WHAT THIS EXERCISE ASKS:
[a] Answer these questions from the passage on Ephrem and Mary:
(i) Which three writers does the passage name as also believing that Mary was the New Eve?
(ii) In the homily quoted in the passage, what was Martha occupied with?
(iii) Which press published the 1994 volume of Ephrem's selected prose works?
[b] Quote the passage on Ephrem and Mary word for word, starting with "In spite of" and going on through "a witness against the dogma.".

SUPPLIED PASSAGE:

···

Finally, Ephrem spoke of Mary’s “carnal desire” when anointed Jesus, again, showing he is a witness against Roman Catholic Mariology:

 

Mary anointed the head of our Lord’s body, as a symbol of the "better part" she had chosen. The oil was a prophecy of what her mind had chosen. While Martha was occupied with serving, Mary hungered to be satisfied with spiritual things from the one who also satisfies bodily needs for us. So Mary refreshed Him with precious oil, just as He had refreshed her with His most excellent teaching. With her oil, Mary indicated a symbol of the death of Him who put to death her carnal desire with His teaching. (Ephrem, “Homily on our Lord,” Section XLIX, in St. Ephrem the Syrian: Selected Prose Works [trans. Edward G. Matthews, Jr., and Joseph P. Amar; The Fathers of the Church 91; Washington, D.C.: The Catholic University of America Press, 1994], 324)

 

In spite of having a high Mariology, and, as with Justin, Irenaeus, and Tertullian, believed Mary was the New Eve, Ephrem is not a witness to either the Immaculate Conception or personal sinlessness of Mary. Instead, Ephrem is a witness against the dogma.

···

Collected data:
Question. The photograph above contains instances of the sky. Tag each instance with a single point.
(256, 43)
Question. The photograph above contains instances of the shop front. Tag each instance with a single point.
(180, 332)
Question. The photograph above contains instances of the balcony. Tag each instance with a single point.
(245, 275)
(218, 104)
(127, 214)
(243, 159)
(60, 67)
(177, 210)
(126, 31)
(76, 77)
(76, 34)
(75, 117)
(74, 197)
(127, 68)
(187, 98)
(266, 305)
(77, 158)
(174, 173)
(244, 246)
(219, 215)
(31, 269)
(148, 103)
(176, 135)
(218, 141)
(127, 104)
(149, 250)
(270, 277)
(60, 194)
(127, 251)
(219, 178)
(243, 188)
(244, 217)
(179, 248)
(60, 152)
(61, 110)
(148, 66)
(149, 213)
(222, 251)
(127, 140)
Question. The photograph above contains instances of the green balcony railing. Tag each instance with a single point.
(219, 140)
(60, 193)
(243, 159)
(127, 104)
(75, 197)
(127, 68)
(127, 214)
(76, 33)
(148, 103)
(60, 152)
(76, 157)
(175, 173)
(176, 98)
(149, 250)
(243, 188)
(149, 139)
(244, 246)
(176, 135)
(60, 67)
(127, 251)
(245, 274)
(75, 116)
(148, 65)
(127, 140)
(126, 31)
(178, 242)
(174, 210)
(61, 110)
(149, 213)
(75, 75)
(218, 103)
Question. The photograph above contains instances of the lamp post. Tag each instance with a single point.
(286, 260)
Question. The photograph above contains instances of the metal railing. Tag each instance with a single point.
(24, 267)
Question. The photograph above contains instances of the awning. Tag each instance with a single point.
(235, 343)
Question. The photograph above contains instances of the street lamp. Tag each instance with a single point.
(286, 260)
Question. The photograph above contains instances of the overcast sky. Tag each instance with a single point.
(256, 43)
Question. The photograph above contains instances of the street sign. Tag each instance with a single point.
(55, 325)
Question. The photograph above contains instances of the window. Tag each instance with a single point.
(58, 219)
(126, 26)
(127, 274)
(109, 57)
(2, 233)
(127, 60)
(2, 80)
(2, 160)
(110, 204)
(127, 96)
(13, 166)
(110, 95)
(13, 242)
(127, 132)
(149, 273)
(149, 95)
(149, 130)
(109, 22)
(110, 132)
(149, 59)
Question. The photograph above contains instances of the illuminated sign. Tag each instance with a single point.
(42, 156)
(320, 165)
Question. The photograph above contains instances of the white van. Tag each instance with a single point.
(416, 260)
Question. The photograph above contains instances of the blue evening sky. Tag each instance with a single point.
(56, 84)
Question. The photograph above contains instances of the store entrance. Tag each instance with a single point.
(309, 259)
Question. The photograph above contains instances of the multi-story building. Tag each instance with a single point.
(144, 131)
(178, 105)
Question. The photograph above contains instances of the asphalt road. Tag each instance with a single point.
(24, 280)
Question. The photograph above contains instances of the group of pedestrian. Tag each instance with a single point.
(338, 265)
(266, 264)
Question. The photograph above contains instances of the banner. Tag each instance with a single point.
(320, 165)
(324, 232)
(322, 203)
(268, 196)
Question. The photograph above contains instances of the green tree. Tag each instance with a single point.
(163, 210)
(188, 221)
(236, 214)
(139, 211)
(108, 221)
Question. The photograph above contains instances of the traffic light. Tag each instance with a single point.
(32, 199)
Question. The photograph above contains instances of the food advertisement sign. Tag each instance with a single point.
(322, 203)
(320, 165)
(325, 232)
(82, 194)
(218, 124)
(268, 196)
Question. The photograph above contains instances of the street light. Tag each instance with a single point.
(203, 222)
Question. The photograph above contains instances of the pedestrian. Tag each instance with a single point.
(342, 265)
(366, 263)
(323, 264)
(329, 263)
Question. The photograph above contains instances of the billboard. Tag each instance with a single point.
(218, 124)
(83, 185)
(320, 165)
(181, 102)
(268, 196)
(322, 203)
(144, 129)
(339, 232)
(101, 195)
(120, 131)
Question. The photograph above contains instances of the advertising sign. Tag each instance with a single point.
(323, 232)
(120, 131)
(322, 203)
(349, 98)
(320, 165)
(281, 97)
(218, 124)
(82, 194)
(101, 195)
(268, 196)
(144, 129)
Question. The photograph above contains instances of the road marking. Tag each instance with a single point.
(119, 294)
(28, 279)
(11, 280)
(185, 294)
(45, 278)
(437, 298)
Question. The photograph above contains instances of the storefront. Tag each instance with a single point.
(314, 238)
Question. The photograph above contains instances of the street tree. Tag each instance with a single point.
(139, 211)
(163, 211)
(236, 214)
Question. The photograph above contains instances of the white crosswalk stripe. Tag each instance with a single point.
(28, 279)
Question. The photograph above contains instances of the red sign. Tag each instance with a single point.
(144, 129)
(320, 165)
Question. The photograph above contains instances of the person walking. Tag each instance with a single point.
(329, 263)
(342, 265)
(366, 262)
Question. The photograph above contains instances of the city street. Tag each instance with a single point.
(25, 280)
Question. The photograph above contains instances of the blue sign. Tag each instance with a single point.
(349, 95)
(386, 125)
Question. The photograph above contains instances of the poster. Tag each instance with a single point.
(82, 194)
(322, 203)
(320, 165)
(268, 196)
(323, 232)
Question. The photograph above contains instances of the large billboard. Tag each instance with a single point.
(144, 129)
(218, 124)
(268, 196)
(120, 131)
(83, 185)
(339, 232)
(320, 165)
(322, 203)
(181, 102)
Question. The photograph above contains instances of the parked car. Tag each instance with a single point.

···

RESPONSES PER TASK:
[a]
(i) Justin, Irenaeus, and Tertullian
(ii) Serving
(iii) The Catholic University of America Press

[b]
In spite of having a high Mariology, and, as with Justin, Irenaeus, and Tertullian, believed Mary was the New Eve, Ephrem is not a witness to either the Immaculate Conception or personal sinlessness of Mary. Instead, Ephrem is a witness against the dogma.